* _Record list_
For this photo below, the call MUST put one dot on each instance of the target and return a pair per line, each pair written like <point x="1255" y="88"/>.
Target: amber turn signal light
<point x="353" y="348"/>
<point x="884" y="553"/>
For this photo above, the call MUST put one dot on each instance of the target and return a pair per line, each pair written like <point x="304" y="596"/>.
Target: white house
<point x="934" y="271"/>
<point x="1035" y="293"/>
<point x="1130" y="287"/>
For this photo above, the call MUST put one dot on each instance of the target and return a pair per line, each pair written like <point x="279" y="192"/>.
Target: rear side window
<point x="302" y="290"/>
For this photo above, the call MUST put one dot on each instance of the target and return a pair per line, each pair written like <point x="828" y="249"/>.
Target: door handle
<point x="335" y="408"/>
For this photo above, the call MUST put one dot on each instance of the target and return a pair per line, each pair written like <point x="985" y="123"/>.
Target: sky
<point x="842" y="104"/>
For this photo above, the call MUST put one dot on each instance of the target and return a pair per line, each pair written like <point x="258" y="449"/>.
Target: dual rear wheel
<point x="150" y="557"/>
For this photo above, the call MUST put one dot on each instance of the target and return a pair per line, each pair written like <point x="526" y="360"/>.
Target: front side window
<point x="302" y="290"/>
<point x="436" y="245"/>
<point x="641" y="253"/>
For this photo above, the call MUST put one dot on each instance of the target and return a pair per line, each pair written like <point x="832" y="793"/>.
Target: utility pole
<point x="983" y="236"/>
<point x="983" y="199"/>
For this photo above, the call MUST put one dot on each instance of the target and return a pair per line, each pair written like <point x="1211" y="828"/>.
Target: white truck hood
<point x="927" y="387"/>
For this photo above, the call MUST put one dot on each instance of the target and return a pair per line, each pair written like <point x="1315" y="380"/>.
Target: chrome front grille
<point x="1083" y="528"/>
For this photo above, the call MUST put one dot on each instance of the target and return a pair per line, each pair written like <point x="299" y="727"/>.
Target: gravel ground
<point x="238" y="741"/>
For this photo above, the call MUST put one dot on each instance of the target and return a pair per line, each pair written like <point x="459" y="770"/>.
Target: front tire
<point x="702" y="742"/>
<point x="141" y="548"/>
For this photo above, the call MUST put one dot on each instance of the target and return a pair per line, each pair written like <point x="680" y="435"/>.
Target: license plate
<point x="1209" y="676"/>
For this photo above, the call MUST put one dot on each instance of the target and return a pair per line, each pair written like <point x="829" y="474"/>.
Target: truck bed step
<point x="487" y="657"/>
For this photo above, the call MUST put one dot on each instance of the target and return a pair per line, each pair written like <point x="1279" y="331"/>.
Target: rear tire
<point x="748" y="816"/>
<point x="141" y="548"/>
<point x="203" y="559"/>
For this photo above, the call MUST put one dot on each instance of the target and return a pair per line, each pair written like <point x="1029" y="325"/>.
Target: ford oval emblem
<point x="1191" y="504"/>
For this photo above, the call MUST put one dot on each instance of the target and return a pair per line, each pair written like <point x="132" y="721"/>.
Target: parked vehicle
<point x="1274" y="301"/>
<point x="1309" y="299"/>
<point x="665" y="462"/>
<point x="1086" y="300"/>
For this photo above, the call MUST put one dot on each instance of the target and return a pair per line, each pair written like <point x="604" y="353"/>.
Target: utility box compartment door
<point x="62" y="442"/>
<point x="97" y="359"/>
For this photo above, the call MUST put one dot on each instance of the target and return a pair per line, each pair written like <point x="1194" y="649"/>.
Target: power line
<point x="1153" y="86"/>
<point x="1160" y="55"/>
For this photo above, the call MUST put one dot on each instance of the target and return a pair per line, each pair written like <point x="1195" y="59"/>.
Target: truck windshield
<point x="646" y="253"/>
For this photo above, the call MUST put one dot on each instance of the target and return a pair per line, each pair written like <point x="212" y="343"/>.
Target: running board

* _Given exercise_
Return all of the entries word for word.

* _The response_
For this photo below, the call MUST put one dot on each instance of the target and return a pair per line, each pair written like <point x="1255" y="88"/>.
Target: amber turn signal light
<point x="353" y="348"/>
<point x="884" y="553"/>
For this photo above, the call MUST put one dot on each instance of the target and return a pair per line, each pair written like <point x="304" y="596"/>.
Target: white house
<point x="934" y="271"/>
<point x="1035" y="293"/>
<point x="1130" y="287"/>
For this photo above, the call MUST put one dot on each instance of the target and return a pair per line, each pair written like <point x="279" y="192"/>.
Target: rear side window
<point x="302" y="290"/>
For this photo above, the call MUST put one dot on each instance of the target and return a pair per line, each pair written like <point x="828" y="249"/>.
Target: door handle
<point x="335" y="408"/>
For this photo above, the call MUST put one dot on each instance of the target and return a pair per line, each pair written like <point x="985" y="123"/>.
Target: sky
<point x="842" y="104"/>
For this photo above, the call MUST put one dot on each instance of the target and return a pair per line, each pair written like <point x="258" y="449"/>.
Target: dual rear wheel
<point x="150" y="557"/>
For this photo above, the call MUST put one dot on each instance of the target and return a pair per line, each pair written like <point x="526" y="360"/>.
Target: front side window
<point x="302" y="290"/>
<point x="436" y="245"/>
<point x="641" y="253"/>
For this photo above, the call MUST put one dot on each instance of the target and return a pair per line, each pair written like <point x="832" y="793"/>.
Target: utility pole
<point x="983" y="236"/>
<point x="983" y="199"/>
For this photo above, the call MUST put one dot on each instance of the target and return a pair per line, each pair written like <point x="1211" y="828"/>.
Target: white truck hood
<point x="927" y="387"/>
For this photo above, the call MUST put one dot on each instance of the target and return a pair per line, each pair written like <point x="1315" y="380"/>.
Target: chrome front grille
<point x="1083" y="528"/>
For this photo above, the call MUST put one dot on each instance of the target and return a pair per line, each pair written like <point x="299" y="727"/>.
Target: gravel ground
<point x="238" y="741"/>
For this photo above, the call MUST put one dot on each instance of the target and return a pair per line, each pair written like <point x="459" y="770"/>.
Target: front tire
<point x="702" y="742"/>
<point x="141" y="548"/>
For this photo above, the call MUST put one dot on each instance of the target and return a pair per line, each pair written like <point x="680" y="435"/>.
Target: license plate
<point x="1209" y="676"/>
For this photo above, the call MUST put one dot on each instance of the target and return a pair per line, each pair written like <point x="829" y="474"/>.
Target: truck bed step
<point x="487" y="657"/>
For this photo above, the call MUST put one dot on each instance of the target and return a pair per line, each pair written like <point x="1279" y="331"/>.
Target: rear tire
<point x="748" y="816"/>
<point x="141" y="548"/>
<point x="203" y="559"/>
For this photo above, the call MUST put one dot on each instance of the target and return a pair per line, each pair written like <point x="1029" y="325"/>.
Target: ford oval emblem
<point x="1191" y="504"/>
For this photo above, the call MUST put one dot on each instance of the target and return a pair per line, each pair written like <point x="132" y="721"/>.
Target: parked vehicle
<point x="1274" y="301"/>
<point x="1309" y="299"/>
<point x="665" y="462"/>
<point x="1086" y="300"/>
For this photo above, the call MUST put one dot on each instance of the target and return a pair per line, each pair written like <point x="604" y="353"/>.
Target: utility box compartment door
<point x="62" y="442"/>
<point x="97" y="359"/>
For this photo above, the call MUST put one dot on each instance of the target and return a pair per line, each pair written like <point x="1194" y="649"/>.
Target: power line
<point x="1153" y="86"/>
<point x="1160" y="55"/>
For this photo above, the call MUST put one dot on each instance of the target and return a pair per line, each pair written like <point x="1195" y="59"/>.
Target: truck windshield
<point x="646" y="253"/>
For this photo above, the call MUST put one dot on each instance of the target and return a pair per line, each pair written like <point x="212" y="343"/>.
Target: running board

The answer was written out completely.